→ Task objective
Please copy out every line of the data word for word.

Natural-language object grounding data:
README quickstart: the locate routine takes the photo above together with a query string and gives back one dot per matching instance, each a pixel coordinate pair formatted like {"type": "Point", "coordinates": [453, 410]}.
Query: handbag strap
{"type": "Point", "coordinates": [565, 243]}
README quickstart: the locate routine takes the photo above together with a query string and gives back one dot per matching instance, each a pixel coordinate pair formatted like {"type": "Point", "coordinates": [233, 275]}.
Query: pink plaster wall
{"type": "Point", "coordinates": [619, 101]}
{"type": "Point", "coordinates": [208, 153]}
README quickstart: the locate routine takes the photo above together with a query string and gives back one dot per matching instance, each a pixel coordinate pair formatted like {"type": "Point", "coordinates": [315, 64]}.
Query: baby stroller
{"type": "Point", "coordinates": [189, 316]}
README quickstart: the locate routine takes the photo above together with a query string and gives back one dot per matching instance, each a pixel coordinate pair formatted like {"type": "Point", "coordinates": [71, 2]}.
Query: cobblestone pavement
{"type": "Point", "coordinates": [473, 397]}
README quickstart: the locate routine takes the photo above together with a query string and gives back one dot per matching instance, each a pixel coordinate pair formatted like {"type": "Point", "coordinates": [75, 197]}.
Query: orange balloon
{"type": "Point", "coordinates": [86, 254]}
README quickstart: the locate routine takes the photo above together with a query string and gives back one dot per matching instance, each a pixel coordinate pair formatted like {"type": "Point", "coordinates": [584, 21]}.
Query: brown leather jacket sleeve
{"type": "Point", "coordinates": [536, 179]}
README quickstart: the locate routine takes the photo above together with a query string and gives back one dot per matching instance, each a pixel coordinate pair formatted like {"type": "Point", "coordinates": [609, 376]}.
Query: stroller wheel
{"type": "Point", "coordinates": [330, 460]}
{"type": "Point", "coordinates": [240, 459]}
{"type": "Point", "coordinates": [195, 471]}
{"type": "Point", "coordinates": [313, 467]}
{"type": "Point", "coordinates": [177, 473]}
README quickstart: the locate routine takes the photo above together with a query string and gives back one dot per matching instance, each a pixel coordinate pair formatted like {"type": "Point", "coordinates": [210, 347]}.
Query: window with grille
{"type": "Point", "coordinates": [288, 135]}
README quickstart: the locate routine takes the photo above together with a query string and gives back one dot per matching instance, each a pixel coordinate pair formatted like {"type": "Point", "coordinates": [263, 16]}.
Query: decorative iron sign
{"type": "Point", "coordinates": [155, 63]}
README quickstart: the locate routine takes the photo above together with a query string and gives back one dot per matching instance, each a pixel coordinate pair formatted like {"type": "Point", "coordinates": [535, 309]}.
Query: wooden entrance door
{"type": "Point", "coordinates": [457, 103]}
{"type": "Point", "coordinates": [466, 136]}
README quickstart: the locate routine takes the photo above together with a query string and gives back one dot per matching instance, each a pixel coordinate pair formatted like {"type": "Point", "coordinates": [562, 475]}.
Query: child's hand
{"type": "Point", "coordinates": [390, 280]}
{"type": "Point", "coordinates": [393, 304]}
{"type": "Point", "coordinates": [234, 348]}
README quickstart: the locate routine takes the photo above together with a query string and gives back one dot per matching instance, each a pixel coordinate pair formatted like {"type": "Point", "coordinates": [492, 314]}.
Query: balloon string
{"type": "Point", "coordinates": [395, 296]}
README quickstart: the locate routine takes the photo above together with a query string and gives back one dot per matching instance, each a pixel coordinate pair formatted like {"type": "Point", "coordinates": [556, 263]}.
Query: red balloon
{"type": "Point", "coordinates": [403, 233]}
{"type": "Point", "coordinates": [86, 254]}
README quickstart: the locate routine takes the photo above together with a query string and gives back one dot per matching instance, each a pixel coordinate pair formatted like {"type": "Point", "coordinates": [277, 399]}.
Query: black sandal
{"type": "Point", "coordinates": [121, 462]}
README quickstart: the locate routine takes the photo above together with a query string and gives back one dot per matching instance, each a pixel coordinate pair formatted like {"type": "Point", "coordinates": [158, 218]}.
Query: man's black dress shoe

→ Exercise response
README quickstart: the locate routine takes the photo above together with a query string and gives back one dot per matching instance, each a pixel coordinate pair formatted like {"type": "Point", "coordinates": [453, 410]}.
Query: handbag strap
{"type": "Point", "coordinates": [565, 243]}
README quickstart: the locate routine takes the photo above together with a query string and gives back one dot per matching instance, each a pixel coordinate pair formatted like {"type": "Point", "coordinates": [233, 275]}.
Query: pink plaster wall
{"type": "Point", "coordinates": [619, 101]}
{"type": "Point", "coordinates": [208, 153]}
README quickstart: the locate routine takes the photo above together with a query string and gives back one dot per matching instance, each a pixel coordinate pair formatted like {"type": "Point", "coordinates": [315, 64]}.
Query: baby stroller
{"type": "Point", "coordinates": [189, 316]}
README quickstart: the locate routine takes the photo above together with a query string and gives back one dot per matching instance, each a pixel coordinate pair formatted like {"type": "Point", "coordinates": [71, 2]}.
Query: cobblestone pavement
{"type": "Point", "coordinates": [473, 397]}
README quickstart: the locate routine takes the photo above together with a query string and gives back one dot per matching instance, each a pixel coordinate pair formatted like {"type": "Point", "coordinates": [75, 197]}.
Query: orange balloon
{"type": "Point", "coordinates": [86, 254]}
README quickstart: the locate routine takes the photo above together with a query string and gives back one dot per matching instance, each a pixel coordinate pair formatted like {"type": "Point", "coordinates": [584, 21]}.
Query: brown leather jacket sleeve
{"type": "Point", "coordinates": [536, 179]}
README quickstart: the locate routine takes the photo above together with a query string and gives back one dot per matching instance, each a pixel coordinate pair formatted like {"type": "Point", "coordinates": [609, 376]}.
Query: stroller wheel
{"type": "Point", "coordinates": [330, 460]}
{"type": "Point", "coordinates": [240, 459]}
{"type": "Point", "coordinates": [195, 471]}
{"type": "Point", "coordinates": [313, 467]}
{"type": "Point", "coordinates": [177, 473]}
README quickstart: the locate routine takes the photo above together with a query string and gives back one dot per matching instance, each a pixel coordinate pair formatted like {"type": "Point", "coordinates": [210, 347]}.
Query: window with grille
{"type": "Point", "coordinates": [288, 135]}
README quickstart: the locate routine takes the photo above together with a query string and gives back one dot per matching instance, each a pixel coordinate pair formatted like {"type": "Point", "coordinates": [263, 16]}.
Query: decorative iron sign
{"type": "Point", "coordinates": [155, 63]}
README quickstart: the locate routine takes the photo above together with a query string and gives back one dot per matching instance, each a pixel coordinate pair formatted like {"type": "Point", "coordinates": [535, 309]}.
Query: wooden entrance door
{"type": "Point", "coordinates": [457, 103]}
{"type": "Point", "coordinates": [466, 136]}
README quickstart: the locate routine takes the photo above together with a query string and gives back one dot per matching instance, each a pixel coordinate pair formatted like {"type": "Point", "coordinates": [562, 475]}.
Query: child's hand
{"type": "Point", "coordinates": [390, 280]}
{"type": "Point", "coordinates": [393, 304]}
{"type": "Point", "coordinates": [234, 348]}
README quickstart: the locate routine takes the photo above together with a query string and gives back one dot per matching instance, each a pixel coordinate pair formatted like {"type": "Point", "coordinates": [492, 314]}.
Query: balloon string
{"type": "Point", "coordinates": [395, 296]}
README quickstart: the locate routine takes the photo above together with a query string and gives back one dot per matching instance, each a pixel coordinate pair formatted like {"type": "Point", "coordinates": [556, 263]}.
Query: red balloon
{"type": "Point", "coordinates": [403, 233]}
{"type": "Point", "coordinates": [86, 254]}
README quickstart: the locate routine takes the photo above together with a query string and gives back one dot per matching instance, each a pixel coordinate pair formatted like {"type": "Point", "coordinates": [277, 399]}.
Query: black sandal
{"type": "Point", "coordinates": [121, 462]}
README quickstart: the locate routine takes the photo above together with a query string and gives back one dot per matching instance, each a pixel coordinate pair formatted like {"type": "Point", "coordinates": [158, 218]}.
Query: man's black dress shoe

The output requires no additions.